--- Data to use ---

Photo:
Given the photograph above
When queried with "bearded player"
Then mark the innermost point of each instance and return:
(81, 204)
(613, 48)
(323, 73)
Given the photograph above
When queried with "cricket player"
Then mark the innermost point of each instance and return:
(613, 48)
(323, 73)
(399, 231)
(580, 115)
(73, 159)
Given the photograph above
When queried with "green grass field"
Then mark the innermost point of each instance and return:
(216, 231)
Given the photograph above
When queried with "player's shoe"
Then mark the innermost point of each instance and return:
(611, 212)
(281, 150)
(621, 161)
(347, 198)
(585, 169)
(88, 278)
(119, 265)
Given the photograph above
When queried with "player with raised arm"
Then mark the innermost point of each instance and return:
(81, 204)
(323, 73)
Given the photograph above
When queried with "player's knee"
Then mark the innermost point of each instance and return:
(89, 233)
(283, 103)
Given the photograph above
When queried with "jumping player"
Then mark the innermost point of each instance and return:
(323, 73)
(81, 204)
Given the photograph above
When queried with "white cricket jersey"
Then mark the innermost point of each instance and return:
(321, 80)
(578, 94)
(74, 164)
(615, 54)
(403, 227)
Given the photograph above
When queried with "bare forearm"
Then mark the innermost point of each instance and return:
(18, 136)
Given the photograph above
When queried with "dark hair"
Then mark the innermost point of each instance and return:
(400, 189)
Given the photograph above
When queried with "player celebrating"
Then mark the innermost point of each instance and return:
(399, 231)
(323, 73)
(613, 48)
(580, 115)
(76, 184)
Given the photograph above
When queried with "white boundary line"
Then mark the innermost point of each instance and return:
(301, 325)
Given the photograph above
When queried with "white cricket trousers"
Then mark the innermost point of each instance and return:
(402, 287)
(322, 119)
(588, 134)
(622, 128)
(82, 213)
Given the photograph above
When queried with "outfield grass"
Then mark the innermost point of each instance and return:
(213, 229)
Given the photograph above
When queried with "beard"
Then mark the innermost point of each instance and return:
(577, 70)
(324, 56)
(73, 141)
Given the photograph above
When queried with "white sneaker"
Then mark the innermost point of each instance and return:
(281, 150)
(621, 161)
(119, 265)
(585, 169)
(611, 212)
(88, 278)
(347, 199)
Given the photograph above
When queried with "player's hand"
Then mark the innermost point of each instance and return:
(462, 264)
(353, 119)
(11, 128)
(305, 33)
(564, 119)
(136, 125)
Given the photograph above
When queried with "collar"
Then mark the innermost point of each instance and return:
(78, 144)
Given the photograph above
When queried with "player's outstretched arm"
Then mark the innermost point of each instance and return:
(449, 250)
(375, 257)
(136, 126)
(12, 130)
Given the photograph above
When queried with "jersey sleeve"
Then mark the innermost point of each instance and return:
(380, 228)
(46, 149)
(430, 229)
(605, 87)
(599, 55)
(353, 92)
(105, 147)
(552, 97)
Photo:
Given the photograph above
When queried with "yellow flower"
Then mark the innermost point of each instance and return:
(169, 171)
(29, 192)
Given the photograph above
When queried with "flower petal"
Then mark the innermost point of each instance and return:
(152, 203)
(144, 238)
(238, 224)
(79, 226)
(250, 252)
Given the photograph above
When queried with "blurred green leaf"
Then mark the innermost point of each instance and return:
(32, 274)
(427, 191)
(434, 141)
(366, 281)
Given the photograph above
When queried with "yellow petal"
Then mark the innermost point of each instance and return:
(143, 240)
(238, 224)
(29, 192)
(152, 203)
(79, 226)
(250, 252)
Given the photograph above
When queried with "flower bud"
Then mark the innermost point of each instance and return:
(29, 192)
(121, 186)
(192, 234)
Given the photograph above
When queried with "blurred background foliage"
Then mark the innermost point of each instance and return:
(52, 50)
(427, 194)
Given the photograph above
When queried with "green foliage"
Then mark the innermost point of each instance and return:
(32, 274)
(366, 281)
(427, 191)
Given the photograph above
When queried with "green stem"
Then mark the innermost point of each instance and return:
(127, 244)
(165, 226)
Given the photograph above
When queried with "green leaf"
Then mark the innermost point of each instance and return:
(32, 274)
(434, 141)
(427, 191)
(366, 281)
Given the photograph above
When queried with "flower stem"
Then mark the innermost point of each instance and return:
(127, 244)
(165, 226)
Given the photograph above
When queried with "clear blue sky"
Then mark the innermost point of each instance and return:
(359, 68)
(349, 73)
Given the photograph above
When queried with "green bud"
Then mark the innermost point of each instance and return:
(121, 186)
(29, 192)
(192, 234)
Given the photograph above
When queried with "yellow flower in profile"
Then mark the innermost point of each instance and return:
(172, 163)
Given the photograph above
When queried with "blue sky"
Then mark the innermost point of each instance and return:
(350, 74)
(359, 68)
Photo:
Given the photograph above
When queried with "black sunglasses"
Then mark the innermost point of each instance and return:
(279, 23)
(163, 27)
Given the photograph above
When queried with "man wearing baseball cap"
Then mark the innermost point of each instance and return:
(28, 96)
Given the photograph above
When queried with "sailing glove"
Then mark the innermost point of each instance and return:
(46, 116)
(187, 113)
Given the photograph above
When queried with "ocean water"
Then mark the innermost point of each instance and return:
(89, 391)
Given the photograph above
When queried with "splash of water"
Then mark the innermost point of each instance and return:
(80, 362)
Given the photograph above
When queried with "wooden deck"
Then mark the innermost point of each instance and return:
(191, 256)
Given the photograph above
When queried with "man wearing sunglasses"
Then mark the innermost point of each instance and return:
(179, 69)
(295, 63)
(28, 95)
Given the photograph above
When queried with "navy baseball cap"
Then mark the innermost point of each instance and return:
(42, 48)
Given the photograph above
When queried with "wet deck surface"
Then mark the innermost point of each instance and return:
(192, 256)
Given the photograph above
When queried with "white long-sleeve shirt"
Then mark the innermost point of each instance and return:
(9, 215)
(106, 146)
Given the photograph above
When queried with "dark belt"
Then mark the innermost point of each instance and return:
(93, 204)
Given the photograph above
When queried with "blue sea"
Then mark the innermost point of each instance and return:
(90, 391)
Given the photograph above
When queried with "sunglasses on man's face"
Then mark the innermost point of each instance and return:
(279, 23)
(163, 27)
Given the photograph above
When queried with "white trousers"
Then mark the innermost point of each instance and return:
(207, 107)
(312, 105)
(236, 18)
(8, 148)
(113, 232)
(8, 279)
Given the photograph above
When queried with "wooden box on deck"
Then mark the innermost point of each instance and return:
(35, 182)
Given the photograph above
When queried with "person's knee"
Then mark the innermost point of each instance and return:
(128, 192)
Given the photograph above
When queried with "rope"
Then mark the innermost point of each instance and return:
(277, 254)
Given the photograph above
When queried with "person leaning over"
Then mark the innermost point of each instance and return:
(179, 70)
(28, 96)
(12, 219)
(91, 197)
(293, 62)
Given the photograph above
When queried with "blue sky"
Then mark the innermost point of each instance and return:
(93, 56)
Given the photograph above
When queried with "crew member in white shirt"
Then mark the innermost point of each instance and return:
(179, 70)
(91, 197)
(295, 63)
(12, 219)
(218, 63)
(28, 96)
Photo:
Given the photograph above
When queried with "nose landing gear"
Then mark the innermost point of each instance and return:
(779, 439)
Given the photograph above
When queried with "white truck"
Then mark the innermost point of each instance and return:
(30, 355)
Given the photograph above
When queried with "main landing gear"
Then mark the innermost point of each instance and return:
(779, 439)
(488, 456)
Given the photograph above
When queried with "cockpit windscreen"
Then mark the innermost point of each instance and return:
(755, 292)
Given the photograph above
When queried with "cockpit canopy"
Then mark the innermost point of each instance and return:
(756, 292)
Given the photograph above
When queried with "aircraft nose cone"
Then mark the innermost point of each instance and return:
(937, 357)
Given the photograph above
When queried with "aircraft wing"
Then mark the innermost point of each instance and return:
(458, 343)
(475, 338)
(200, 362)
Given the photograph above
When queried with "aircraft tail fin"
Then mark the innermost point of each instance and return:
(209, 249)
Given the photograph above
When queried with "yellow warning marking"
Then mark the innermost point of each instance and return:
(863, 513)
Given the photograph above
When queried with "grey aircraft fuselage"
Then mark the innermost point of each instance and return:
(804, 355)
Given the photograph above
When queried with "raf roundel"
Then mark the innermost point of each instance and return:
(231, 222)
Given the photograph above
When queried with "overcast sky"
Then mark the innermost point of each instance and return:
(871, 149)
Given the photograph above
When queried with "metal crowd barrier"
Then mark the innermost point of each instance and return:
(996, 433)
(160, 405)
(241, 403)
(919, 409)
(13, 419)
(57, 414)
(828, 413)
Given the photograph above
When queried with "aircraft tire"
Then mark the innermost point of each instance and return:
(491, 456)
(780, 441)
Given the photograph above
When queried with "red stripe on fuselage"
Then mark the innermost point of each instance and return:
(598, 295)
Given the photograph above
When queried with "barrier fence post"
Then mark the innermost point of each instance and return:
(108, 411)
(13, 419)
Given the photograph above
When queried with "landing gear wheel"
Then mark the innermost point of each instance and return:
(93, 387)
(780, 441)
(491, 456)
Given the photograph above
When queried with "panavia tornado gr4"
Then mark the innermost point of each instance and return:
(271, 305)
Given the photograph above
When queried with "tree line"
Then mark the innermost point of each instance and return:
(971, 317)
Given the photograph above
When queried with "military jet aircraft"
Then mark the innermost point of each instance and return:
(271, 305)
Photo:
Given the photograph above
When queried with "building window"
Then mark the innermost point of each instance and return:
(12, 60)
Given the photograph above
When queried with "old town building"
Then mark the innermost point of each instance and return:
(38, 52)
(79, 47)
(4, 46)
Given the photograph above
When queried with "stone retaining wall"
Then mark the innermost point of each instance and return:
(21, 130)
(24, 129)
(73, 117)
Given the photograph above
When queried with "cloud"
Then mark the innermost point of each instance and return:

---

Written request: Show each line of the items that contains the string "white", matching case exactly.

Answer to the problem:
When queried with "white cricket jersey"
When queried with "white boundary line"
When queried with "white cricket trousers"
When queried with "white sneaker"
When queried with "white long-sleeve shirt"
When queried with "white trousers"
When queried with "crew member in white shirt"
When queried with "white truck"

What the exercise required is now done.